*EXERCISE GOAL*. The answer must consist of every line in the records that contains the word "high".

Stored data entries
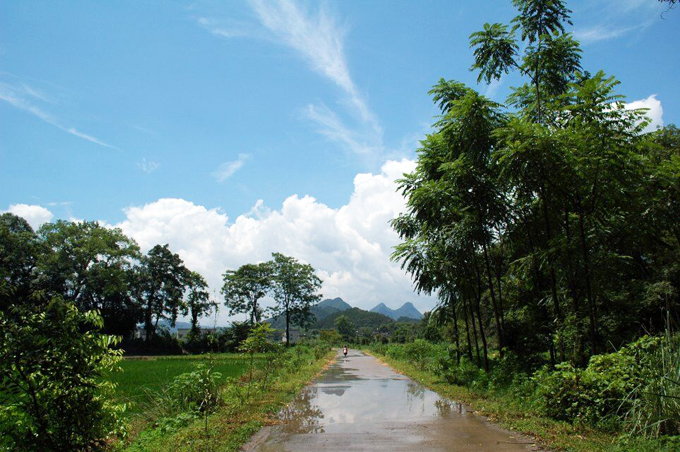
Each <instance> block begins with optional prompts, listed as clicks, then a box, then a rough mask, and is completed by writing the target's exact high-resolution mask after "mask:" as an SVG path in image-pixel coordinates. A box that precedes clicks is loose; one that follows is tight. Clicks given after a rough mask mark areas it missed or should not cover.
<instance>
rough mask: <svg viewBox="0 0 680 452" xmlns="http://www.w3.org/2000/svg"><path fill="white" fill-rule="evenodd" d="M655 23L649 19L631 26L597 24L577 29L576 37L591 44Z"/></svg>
mask: <svg viewBox="0 0 680 452" xmlns="http://www.w3.org/2000/svg"><path fill="white" fill-rule="evenodd" d="M652 23H653V21H652V20H647V21H645V22H643V23H641V24H637V25H633V26H630V27H612V26H608V25H596V26H594V27H591V28H587V29H581V30H576V32H574V37H575V38H576V39H577V40H578V41H580V42H582V43H584V44H590V43H593V42H598V41H606V40H608V39H615V38H620V37H622V36H625V35H627V34H629V33H632V32H635V31H642V30H644V29H646V28H647V27H649V26H650V25H651V24H652Z"/></svg>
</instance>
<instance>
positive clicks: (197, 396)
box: [167, 363, 222, 412]
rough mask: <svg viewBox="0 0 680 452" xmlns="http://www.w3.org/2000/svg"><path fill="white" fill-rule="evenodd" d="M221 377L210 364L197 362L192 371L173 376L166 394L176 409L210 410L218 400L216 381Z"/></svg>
mask: <svg viewBox="0 0 680 452" xmlns="http://www.w3.org/2000/svg"><path fill="white" fill-rule="evenodd" d="M221 377H222V374H221V373H219V372H214V371H213V368H212V366H211V365H210V366H209V365H206V364H203V363H201V364H198V365H197V366H196V368H195V370H194V371H192V372H187V373H183V374H181V375H178V376H177V377H175V379H174V380H173V382H172V383H171V384H170V385H169V386H168V389H167V395H168V396H169V397H170V398H171V400H172V401H173V402H174V403H175V404H176V407H177V408H178V411H197V412H210V411H212V410H213V409H214V408H215V407H216V406H217V402H218V401H219V391H218V385H217V382H218V381H219V379H220V378H221Z"/></svg>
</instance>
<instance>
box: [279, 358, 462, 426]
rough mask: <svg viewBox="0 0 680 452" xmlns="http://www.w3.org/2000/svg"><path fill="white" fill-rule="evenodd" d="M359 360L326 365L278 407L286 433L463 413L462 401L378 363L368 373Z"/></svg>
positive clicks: (446, 416)
mask: <svg viewBox="0 0 680 452" xmlns="http://www.w3.org/2000/svg"><path fill="white" fill-rule="evenodd" d="M367 358H368V357H367ZM367 360H372V358H368V359H367ZM359 361H360V360H357V362H356V365H357V367H356V368H354V367H342V364H347V361H345V362H344V363H343V362H340V363H336V364H334V365H333V366H331V368H330V369H329V370H328V372H327V373H326V374H325V375H324V377H323V379H321V380H320V381H318V382H317V383H316V384H315V385H313V386H311V387H309V388H307V389H305V390H304V391H303V392H302V394H301V395H300V396H299V397H298V398H296V399H295V401H294V402H293V403H292V404H291V405H290V406H289V407H288V408H287V409H286V410H284V411H283V412H282V416H281V419H282V420H284V421H286V424H285V425H283V426H281V428H283V429H284V430H285V431H286V432H287V433H325V432H340V431H342V430H343V429H348V428H358V427H361V426H363V425H367V424H369V423H374V422H375V421H376V420H380V421H381V422H421V421H428V420H435V419H440V418H447V419H448V418H451V417H453V416H463V415H465V414H466V412H465V410H464V409H463V407H462V406H461V405H459V404H457V403H454V402H451V401H448V400H445V399H442V398H441V397H440V396H439V395H438V394H436V393H434V392H432V391H430V390H429V389H427V388H426V387H425V386H423V385H421V384H419V383H417V382H415V381H413V380H410V379H406V378H403V377H402V376H400V375H398V374H396V373H394V372H391V371H389V370H388V373H385V372H382V371H383V370H384V369H380V368H378V369H372V370H378V371H381V372H374V373H373V374H371V373H370V372H367V369H365V368H361V367H362V366H361V365H360V362H359ZM353 364H355V363H353ZM385 370H386V369H385ZM359 374H361V377H359V376H358V375H359ZM350 382H351V384H350ZM351 425H356V426H357V427H351Z"/></svg>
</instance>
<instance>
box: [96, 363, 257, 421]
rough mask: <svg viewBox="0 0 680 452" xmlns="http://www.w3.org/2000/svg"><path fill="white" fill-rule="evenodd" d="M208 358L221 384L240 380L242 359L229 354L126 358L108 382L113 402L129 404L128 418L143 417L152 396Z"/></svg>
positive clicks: (245, 365) (244, 365) (151, 400)
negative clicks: (142, 416)
mask: <svg viewBox="0 0 680 452" xmlns="http://www.w3.org/2000/svg"><path fill="white" fill-rule="evenodd" d="M210 358H212V360H213V362H214V369H215V372H219V373H221V374H222V377H221V379H220V383H222V382H224V381H225V380H226V378H228V377H236V376H239V375H240V374H241V373H242V372H243V371H244V369H245V368H246V364H247V363H246V360H245V359H244V357H243V355H237V354H229V353H223V354H213V355H210V356H209V355H191V356H159V357H144V358H125V359H123V360H122V361H121V363H120V367H121V370H120V371H119V372H114V373H112V374H111V375H110V376H109V379H110V380H111V381H112V382H114V383H116V384H117V387H116V398H117V399H118V400H120V401H122V402H125V403H128V404H129V405H128V409H127V415H128V416H135V415H139V414H142V413H144V412H145V411H146V409H147V408H148V406H149V404H150V403H151V402H152V401H153V399H154V397H155V395H156V394H158V393H160V392H162V391H163V389H164V388H165V387H167V385H168V384H170V383H171V382H172V380H173V379H174V378H175V377H177V376H178V375H180V374H182V373H185V372H191V371H192V370H193V369H194V367H195V366H196V364H199V363H207V362H208V360H209V359H210Z"/></svg>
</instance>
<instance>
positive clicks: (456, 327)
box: [449, 300, 460, 364]
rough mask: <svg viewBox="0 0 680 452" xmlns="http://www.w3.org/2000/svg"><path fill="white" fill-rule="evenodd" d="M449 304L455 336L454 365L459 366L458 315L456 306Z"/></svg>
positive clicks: (459, 349) (459, 363)
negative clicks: (456, 363)
mask: <svg viewBox="0 0 680 452" xmlns="http://www.w3.org/2000/svg"><path fill="white" fill-rule="evenodd" d="M449 302H450V303H451V311H452V313H453V335H454V336H456V363H458V364H460V340H459V338H458V314H457V313H456V305H455V304H454V303H453V302H452V301H451V300H449Z"/></svg>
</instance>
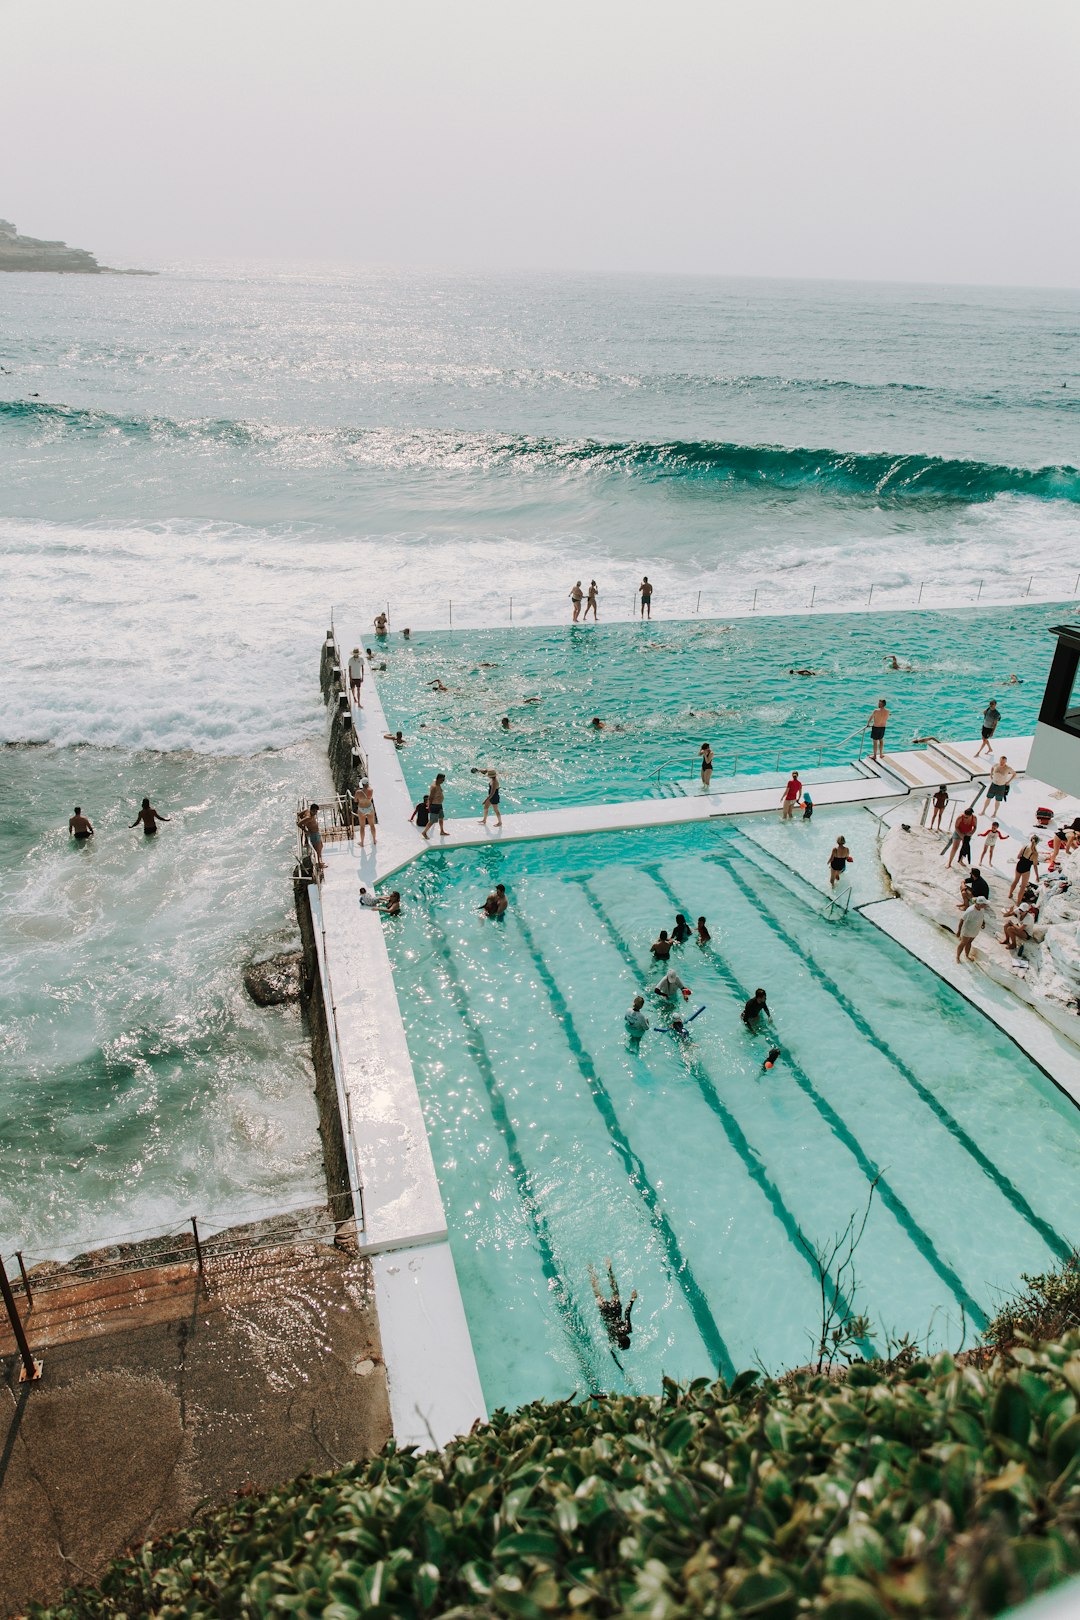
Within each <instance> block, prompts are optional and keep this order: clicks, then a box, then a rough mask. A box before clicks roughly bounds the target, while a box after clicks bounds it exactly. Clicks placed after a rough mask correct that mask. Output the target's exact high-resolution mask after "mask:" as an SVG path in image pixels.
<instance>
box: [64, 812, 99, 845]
mask: <svg viewBox="0 0 1080 1620" xmlns="http://www.w3.org/2000/svg"><path fill="white" fill-rule="evenodd" d="M68 833H70V834H71V838H73V839H74V842H76V844H84V842H86V839H87V838H92V836H94V823H92V821H91V818H89V816H87V815H83V807H81V805H76V807H74V812H73V813H71V820H70V821H68Z"/></svg>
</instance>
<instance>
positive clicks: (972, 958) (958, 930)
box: [957, 896, 986, 962]
mask: <svg viewBox="0 0 1080 1620" xmlns="http://www.w3.org/2000/svg"><path fill="white" fill-rule="evenodd" d="M984 927H986V901H984V899H983V897H981V896H980V897H978V899H973V901H972V904H970V906H968V907H967V910H965V912H963V914H962V917H960V922H959V923H957V962H959V961H960V957H962V956H967V959H968V962H970V961H973V951H975V941H976V940H978V936H980V933H981V932H983V928H984Z"/></svg>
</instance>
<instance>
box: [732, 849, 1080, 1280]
mask: <svg viewBox="0 0 1080 1620" xmlns="http://www.w3.org/2000/svg"><path fill="white" fill-rule="evenodd" d="M737 854H742V851H738V852H737ZM709 859H716V857H709ZM742 859H743V860H746V862H748V863H750V865H751V867H753V870H755V872H758V873H759V875H761V876H763V878H764V880H766V883H771V885H772V886H774V888H779V889H780V891H782V893H784V894H785V896H789V897H790V899H792V901H793V902H795V904H797V906H801V907H803V909H805V910H810V912H813V915H814V917H818V919H819V915H821V914H819V912H818V910H816V907H814V906H811V904H810V901H808V899H803V896H800V894H795V893H793V891H792V889H790V888H787V885H780V881H779V880H777V878H774V876H772V875H771V873H769V870H767V868H766V867H763V865H759V862H756V860H755V859H753V855H746V854H742ZM724 865H727V862H724ZM729 870H732V868H730V867H729ZM732 876H733V878H735V883H737V885H738V888H740V889H742V891H743V894H746V896H750V897H753V902H755V907H756V910H758V914H759V915H761V919H763V920H764V922H766V925H767V927H769V928H771V930H772V933H776V935H777V938H780V940H782V941H784V943H785V944H787V946H789V949H792V951H793V953H795V954H797V956H798V959H800V961H801V962H805V964H806V969H808V972H810V975H811V978H814V980H816V982H818V983H819V985H821V987H823V988H824V990H826V991H827V993H829V995H831V996H832V1000H834V1001H837V1004H839V1006H840V1008H842V1011H844V1013H847V1016H848V1019H850V1021H852V1024H853V1025H855V1029H857V1030H858V1032H860V1035H861V1037H863V1038H865V1040H870V1042H873V1045H874V1047H878V1050H879V1051H881V1053H882V1055H884V1056H886V1059H887V1061H889V1063H891V1064H892V1068H894V1069H895V1071H897V1074H899V1076H900V1077H902V1079H904V1081H907V1084H908V1085H910V1087H912V1090H913V1092H915V1093H916V1095H918V1097H920V1100H921V1102H923V1103H926V1106H928V1108H929V1110H931V1113H933V1115H934V1118H936V1119H938V1121H939V1123H941V1124H944V1128H946V1131H949V1134H950V1136H952V1137H955V1140H957V1142H959V1144H960V1147H962V1149H963V1150H965V1152H967V1153H970V1157H972V1158H973V1160H975V1163H976V1165H978V1166H980V1170H981V1171H983V1174H984V1176H989V1179H991V1181H993V1183H994V1186H996V1187H997V1191H999V1192H1001V1194H1002V1197H1006V1199H1007V1202H1009V1204H1010V1205H1012V1209H1014V1210H1015V1212H1017V1215H1020V1217H1022V1220H1025V1221H1028V1225H1030V1226H1035V1230H1036V1231H1038V1234H1040V1238H1041V1239H1043V1241H1044V1243H1046V1244H1048V1246H1049V1247H1051V1249H1052V1251H1054V1254H1056V1255H1057V1257H1059V1259H1061V1260H1067V1259H1069V1255H1070V1254H1072V1246H1070V1244H1067V1243H1064V1239H1062V1238H1061V1236H1059V1234H1057V1233H1056V1231H1054V1228H1052V1226H1051V1225H1049V1221H1046V1220H1043V1217H1041V1215H1036V1212H1035V1210H1033V1209H1031V1205H1030V1204H1028V1200H1027V1199H1025V1196H1023V1194H1022V1192H1020V1189H1018V1187H1017V1186H1014V1184H1012V1181H1010V1179H1009V1176H1007V1174H1006V1173H1004V1171H1002V1170H999V1166H997V1165H996V1163H994V1162H993V1160H991V1158H988V1155H986V1153H984V1152H983V1149H981V1147H980V1145H978V1142H975V1140H973V1139H972V1137H970V1136H968V1134H967V1131H965V1129H963V1126H962V1124H960V1121H959V1119H957V1118H954V1115H950V1113H949V1110H947V1108H946V1105H944V1103H942V1102H941V1100H939V1098H938V1097H934V1093H933V1092H931V1090H929V1089H928V1087H926V1085H925V1084H923V1082H921V1081H920V1077H918V1076H916V1074H915V1071H913V1069H912V1068H908V1064H907V1063H905V1061H904V1058H900V1055H899V1053H895V1051H894V1050H892V1047H891V1045H889V1043H887V1042H886V1040H882V1038H881V1035H878V1034H876V1030H874V1027H873V1024H871V1022H870V1019H866V1017H865V1014H863V1013H860V1011H858V1008H857V1006H855V1003H853V1001H852V1000H850V996H847V995H845V993H844V990H840V987H839V985H837V982H836V980H834V978H832V977H831V975H829V974H827V972H826V970H824V967H821V966H819V964H818V962H816V961H814V959H813V957H811V956H808V954H806V953H805V951H803V949H801V948H800V946H798V943H797V941H795V940H793V938H792V936H790V935H789V932H787V928H785V927H784V923H782V922H780V920H779V917H777V915H776V914H774V912H772V910H769V907H767V906H766V904H764V902H763V899H761V896H759V894H758V893H756V891H755V889H753V888H751V886H750V885H748V883H746V881H745V878H742V876H740V875H738V873H737V872H733V870H732ZM814 893H818V891H816V889H814Z"/></svg>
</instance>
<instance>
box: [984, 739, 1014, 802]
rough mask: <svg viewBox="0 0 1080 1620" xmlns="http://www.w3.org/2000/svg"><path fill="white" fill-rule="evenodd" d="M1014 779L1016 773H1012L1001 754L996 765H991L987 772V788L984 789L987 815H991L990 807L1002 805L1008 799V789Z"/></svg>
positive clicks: (1005, 760)
mask: <svg viewBox="0 0 1080 1620" xmlns="http://www.w3.org/2000/svg"><path fill="white" fill-rule="evenodd" d="M1015 778H1017V773H1015V771H1014V768H1012V766H1010V765H1009V760H1007V758H1006V757H1004V753H1002V757H1001V760H999V761H997V765H993V766H991V771H989V786H988V787H986V810H988V813H991V812H989V807H991V805H1004V802H1006V799H1007V797H1009V789H1010V787H1012V784H1014V781H1015Z"/></svg>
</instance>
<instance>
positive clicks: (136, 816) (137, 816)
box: [130, 799, 322, 863]
mask: <svg viewBox="0 0 1080 1620" xmlns="http://www.w3.org/2000/svg"><path fill="white" fill-rule="evenodd" d="M311 808H313V810H317V808H319V805H313V807H311ZM159 821H172V816H167V815H159V813H157V810H155V808H154V805H152V804H151V800H149V799H144V800H142V808H141V810H139V813H138V816H136V818H134V821H133V823H131V828H130V831H131V829H133V828H136V826H139V823H141V825H142V831H144V833H146V834H147V838H149V834H151V833H157V823H159ZM319 863H322V862H319Z"/></svg>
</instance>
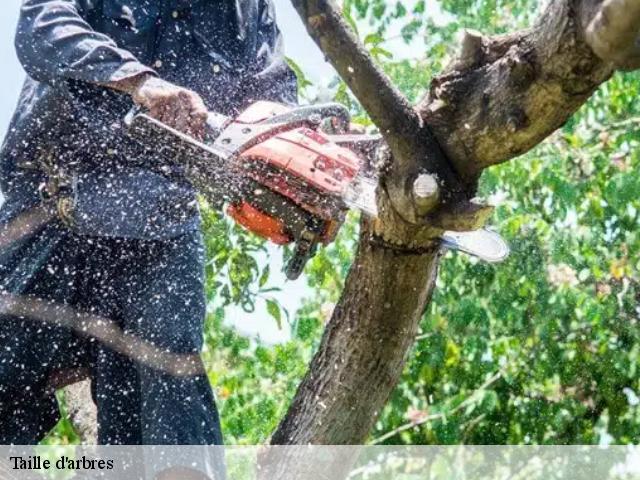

*SOLUTION*.
Each <instance> block begins with optional prompts, listed as clicks, then a box, then a rough mask, and is completed by writing the target's exact high-resolution mask after "mask:" as an SVG path in image-pixel coordinates. A box that precedes clicks is loose; one that follows is tight. Clicks given after a rough mask mark areas it missed or should not cover.
Within each <instance> block, prompts are optional and keep this order: clicks, then a box, then a rough mask. A box before clicks roughly bounds the target, while a box after clicks bounds it exactly. Clicks placed after a rough mask correct that mask. Output the target's exact high-resolution mask after "mask:" as an SVG path in image pixels.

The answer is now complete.